**EXTRACT PROVIDED:**
┌──

Our connection with nature is a thread that runs through his work, ‘My tradition is the human condition’, he says. We are part of the ‘the global village’; at Ornellaia, he noticed how wine ‘brings a special music to the phenomenon of binding people together’.

There’s something powerfully resilient in one of his Ornellaia labels – that robust little plant growing out of a marbled, desert-like landscape – and it doesn’t take any leap of imagination to see that resilience as an equally human trait.

Even more striking are the multicoloured, knitted woollen sleeves he’s conceived for the large-format bottles. They look cosy and enveloping, the very thing you’d think of to protect a precious bottle. But there’s far more. They have the Serpentine’s ‘mysterious human forms and fantastical beasts’ – you can see a round, staring eye, the hint of a face. They seem to be both inviting and on guard.

└──

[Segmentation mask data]
┌──

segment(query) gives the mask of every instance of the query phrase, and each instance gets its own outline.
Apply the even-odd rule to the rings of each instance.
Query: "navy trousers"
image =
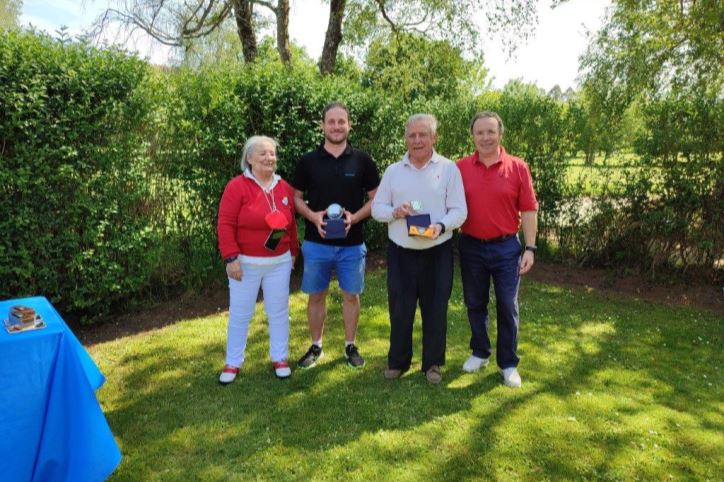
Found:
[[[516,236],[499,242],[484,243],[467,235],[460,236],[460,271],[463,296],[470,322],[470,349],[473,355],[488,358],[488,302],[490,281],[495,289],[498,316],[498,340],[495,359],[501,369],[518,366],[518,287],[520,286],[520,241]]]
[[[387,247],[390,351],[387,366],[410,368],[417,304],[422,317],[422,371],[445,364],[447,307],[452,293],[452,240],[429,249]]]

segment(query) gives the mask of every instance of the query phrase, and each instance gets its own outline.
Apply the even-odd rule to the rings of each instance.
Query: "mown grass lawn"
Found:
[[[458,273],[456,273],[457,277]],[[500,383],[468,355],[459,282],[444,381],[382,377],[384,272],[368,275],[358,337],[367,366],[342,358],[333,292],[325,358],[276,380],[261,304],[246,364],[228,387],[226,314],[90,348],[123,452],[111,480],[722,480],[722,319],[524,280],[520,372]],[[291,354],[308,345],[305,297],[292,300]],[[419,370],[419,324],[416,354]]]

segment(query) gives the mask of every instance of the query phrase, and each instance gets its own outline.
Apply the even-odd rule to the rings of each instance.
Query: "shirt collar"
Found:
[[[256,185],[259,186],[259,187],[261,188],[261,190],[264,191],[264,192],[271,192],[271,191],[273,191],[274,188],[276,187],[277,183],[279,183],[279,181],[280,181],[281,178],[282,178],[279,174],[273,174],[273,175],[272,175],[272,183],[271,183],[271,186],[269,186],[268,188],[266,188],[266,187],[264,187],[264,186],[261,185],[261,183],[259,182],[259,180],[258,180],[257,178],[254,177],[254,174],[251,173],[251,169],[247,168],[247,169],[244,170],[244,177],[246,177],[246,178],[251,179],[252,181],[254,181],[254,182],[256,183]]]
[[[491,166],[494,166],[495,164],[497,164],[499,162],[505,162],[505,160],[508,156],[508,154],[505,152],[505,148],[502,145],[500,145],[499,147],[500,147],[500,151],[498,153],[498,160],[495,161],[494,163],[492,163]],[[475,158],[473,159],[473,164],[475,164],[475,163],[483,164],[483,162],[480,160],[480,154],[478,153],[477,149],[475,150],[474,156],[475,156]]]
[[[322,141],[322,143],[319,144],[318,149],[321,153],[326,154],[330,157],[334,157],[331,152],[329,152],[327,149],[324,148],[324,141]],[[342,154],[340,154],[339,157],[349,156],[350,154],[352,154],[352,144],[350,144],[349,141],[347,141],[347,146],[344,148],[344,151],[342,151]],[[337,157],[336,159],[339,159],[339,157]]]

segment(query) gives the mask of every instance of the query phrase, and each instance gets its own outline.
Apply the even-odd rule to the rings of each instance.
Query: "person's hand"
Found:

└──
┌──

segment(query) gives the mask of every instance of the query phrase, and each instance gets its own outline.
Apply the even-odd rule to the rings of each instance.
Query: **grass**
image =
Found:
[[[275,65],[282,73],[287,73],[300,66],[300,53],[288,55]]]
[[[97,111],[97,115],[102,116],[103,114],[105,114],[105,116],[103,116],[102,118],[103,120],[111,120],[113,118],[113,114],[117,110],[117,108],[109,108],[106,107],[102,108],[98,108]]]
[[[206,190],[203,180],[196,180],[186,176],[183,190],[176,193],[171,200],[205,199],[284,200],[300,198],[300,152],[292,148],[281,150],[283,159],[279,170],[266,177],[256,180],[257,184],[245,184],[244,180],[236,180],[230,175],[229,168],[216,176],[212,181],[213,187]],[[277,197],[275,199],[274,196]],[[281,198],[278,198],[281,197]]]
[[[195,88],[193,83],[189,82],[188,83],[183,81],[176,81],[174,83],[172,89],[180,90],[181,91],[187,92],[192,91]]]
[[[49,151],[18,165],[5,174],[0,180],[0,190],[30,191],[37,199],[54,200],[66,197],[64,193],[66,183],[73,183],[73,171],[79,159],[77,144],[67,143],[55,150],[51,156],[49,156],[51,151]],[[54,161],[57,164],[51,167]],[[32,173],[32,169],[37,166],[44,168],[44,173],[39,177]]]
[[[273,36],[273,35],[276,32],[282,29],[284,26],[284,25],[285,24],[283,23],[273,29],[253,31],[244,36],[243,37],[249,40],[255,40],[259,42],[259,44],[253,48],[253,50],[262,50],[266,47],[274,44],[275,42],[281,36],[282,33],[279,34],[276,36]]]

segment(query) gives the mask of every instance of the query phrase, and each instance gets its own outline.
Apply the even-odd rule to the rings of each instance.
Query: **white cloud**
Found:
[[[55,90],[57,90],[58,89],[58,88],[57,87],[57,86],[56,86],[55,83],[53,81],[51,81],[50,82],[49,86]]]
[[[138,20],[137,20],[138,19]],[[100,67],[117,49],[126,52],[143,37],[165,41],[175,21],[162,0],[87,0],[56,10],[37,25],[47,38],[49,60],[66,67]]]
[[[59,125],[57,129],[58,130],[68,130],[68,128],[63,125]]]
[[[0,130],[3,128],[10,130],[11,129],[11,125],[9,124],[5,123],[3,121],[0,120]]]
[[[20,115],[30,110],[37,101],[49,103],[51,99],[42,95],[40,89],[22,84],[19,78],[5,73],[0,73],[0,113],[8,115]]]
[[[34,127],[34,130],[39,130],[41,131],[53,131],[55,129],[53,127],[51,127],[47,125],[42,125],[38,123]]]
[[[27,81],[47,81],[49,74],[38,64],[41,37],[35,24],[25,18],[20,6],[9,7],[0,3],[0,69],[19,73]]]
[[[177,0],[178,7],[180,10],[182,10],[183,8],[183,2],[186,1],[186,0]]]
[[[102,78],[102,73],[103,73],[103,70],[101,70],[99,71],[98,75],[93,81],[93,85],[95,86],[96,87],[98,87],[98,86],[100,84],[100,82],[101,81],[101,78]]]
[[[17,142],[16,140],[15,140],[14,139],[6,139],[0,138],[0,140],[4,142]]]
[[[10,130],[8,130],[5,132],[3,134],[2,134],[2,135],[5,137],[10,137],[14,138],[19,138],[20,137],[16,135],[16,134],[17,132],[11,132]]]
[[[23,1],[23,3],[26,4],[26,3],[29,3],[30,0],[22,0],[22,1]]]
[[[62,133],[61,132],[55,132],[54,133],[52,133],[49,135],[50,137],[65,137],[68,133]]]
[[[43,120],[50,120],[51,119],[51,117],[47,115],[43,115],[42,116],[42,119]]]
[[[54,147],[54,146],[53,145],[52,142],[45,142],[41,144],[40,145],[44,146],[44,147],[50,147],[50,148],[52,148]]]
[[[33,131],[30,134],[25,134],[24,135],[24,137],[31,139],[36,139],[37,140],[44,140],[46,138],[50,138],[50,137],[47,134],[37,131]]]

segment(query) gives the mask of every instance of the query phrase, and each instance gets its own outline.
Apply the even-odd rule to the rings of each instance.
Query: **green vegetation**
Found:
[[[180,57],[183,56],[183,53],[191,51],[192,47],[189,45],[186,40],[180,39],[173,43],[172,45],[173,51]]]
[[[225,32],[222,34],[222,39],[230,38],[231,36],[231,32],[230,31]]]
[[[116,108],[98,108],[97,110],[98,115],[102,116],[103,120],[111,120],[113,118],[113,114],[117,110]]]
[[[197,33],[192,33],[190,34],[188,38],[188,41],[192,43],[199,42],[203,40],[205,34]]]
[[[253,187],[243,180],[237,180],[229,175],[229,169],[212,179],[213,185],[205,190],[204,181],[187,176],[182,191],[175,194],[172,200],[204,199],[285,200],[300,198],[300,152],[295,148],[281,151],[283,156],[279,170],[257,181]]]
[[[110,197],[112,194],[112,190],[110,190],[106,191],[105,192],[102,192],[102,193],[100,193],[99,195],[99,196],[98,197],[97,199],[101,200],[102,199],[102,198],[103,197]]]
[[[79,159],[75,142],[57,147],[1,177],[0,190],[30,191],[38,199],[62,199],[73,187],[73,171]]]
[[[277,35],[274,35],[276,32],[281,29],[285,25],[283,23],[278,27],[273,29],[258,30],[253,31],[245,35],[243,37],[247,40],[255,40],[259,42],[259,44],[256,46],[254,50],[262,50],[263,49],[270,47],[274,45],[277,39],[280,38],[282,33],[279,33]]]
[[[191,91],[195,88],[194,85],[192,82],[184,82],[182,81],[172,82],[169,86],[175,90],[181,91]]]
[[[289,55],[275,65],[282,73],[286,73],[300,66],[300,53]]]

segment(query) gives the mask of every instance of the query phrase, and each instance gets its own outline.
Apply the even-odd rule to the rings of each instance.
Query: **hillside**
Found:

└──
┌──

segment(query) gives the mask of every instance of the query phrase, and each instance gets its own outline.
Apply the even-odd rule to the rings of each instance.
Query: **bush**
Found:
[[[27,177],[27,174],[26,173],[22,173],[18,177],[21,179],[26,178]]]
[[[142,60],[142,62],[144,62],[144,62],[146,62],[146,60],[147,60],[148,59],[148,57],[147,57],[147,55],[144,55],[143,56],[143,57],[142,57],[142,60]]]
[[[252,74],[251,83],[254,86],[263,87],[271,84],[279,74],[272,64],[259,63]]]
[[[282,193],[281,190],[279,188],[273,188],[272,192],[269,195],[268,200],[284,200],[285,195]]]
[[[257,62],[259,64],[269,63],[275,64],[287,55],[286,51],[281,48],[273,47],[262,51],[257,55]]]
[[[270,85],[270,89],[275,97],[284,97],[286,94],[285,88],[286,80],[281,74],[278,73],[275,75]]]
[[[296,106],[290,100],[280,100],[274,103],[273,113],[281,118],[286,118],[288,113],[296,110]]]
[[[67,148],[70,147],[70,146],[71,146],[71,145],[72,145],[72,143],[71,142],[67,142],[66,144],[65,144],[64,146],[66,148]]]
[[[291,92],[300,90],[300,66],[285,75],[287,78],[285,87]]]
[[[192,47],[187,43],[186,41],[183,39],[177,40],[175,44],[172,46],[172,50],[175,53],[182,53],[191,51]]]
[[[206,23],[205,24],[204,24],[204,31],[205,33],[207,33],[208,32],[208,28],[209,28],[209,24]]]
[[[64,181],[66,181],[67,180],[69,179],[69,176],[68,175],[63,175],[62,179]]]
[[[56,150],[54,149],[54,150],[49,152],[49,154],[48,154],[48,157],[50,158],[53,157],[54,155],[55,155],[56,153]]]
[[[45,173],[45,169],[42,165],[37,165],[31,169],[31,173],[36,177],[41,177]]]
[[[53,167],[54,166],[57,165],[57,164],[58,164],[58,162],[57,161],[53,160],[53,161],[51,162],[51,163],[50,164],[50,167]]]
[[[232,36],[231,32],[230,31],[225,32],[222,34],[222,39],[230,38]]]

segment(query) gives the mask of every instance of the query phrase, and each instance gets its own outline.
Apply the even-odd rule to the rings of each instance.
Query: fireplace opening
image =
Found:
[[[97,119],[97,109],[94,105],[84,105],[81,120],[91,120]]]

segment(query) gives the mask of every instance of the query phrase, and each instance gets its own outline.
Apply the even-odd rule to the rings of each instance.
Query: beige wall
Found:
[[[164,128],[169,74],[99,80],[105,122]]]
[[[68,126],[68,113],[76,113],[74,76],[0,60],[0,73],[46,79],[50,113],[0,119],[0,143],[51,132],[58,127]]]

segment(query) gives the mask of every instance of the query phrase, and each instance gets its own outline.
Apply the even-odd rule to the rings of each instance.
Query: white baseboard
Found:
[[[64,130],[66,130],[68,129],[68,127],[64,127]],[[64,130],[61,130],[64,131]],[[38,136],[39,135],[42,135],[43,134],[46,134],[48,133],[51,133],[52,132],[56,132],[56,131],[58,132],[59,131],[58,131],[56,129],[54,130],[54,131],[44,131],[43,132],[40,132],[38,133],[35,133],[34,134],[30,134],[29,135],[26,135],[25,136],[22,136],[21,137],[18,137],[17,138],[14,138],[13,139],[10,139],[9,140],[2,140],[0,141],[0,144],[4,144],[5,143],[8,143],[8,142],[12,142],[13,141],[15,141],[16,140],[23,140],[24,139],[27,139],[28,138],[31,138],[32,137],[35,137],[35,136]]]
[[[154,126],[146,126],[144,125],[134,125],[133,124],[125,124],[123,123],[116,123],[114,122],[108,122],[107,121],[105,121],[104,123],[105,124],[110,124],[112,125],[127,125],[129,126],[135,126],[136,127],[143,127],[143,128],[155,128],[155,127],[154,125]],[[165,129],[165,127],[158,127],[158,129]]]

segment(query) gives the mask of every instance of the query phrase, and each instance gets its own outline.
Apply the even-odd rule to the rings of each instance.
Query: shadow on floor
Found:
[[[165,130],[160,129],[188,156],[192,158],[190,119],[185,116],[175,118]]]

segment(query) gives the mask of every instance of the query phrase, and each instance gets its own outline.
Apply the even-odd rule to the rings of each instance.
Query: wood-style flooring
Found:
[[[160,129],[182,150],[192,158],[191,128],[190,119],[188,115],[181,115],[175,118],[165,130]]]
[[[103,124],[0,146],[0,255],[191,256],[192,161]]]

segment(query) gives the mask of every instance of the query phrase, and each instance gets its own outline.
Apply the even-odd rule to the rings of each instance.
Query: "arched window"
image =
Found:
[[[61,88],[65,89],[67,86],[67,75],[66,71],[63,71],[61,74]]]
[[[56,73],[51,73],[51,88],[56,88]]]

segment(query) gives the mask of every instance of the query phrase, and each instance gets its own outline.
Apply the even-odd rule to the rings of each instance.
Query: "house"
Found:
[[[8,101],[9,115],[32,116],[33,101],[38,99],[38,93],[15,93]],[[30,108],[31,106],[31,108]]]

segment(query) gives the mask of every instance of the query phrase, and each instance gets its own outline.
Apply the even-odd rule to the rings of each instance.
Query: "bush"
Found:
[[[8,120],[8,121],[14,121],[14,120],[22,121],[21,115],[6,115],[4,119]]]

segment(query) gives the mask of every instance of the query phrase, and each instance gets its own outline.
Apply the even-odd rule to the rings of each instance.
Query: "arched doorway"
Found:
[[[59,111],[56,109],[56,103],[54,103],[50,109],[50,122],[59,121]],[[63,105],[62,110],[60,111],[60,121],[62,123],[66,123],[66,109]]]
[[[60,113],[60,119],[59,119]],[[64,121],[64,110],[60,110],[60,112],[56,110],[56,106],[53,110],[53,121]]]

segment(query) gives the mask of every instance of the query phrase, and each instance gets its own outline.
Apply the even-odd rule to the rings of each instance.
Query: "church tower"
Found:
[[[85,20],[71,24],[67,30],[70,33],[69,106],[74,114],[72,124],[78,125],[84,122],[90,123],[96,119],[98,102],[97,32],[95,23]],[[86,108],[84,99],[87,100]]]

└──

**TASK INSTRUCTIONS:**
1. Decide whether each statement agrees with the Ornellaia passage, answering yes or no and quoting the deciding words: (a) the woollen sleeves were made for large-format bottles; (b) the plant on one label grows out of a lush green landscape; (c) he describes his tradition as the human condition.
2. List every phrase that the Ornellaia passage sets in single quotation marks.
3. Please pick up the Ornellaia passage after its last sentence and continue it.

**PER-TASK OUTPUTS:**
1.
(a) Yes: "multicoloured, knitted woollen sleeves he’s conceived for the large-format bottles"
(b) No: "growing out of a marbled, desert-like landscape"
(c) Yes: "My tradition is the human condition"

2.
- My tradition is the human condition
- the global village
- brings a special music to the phenomenon of binding people together
- mysterious human forms and fantastical beasts

3.
Artist Pascale Marthine Tayou
Tayou was commissioned to 'capture the spirit' of Ornellaia's 2022 vintage

‘I used materials that would push me and even techniques that would push me,’ Tayou says. ‘I wanted to dress the bottles with as much love as I could.’

His theme, as he’s reiterated in interviews, is the universality of the human condition. He returns again and again to the idea of human resilience. He describes the ‘determination’ to create a wine and all it goes with – to foster un rapport de convivialité – as ‘a form of commitment, of courage. It could even be related to resilience, resistance.’

There’s something timeless and un-categorisable about Tayou. In the mid-1990s (then called Jean Apollinaire Tayou), he gave up law studies at the University of Yaoundé in Cameroon to devote himself to art. He deliberately feminised his name because he ‘wanted symbolically to underline that there is no comparison between the genders, that there is a form of fusion between people,’ he said in 2022. ‘Of course, there can be a difference, but it is important that there is the fusion of these differences.’

He’s like the seer Tiresias in The Waste Land, ‘throbbing between two lives’. He’s also fascinated by the fact that Pascale means Easter; just as Easter is a time of renewal, so, ‘every day is to start into light, starting a new life’.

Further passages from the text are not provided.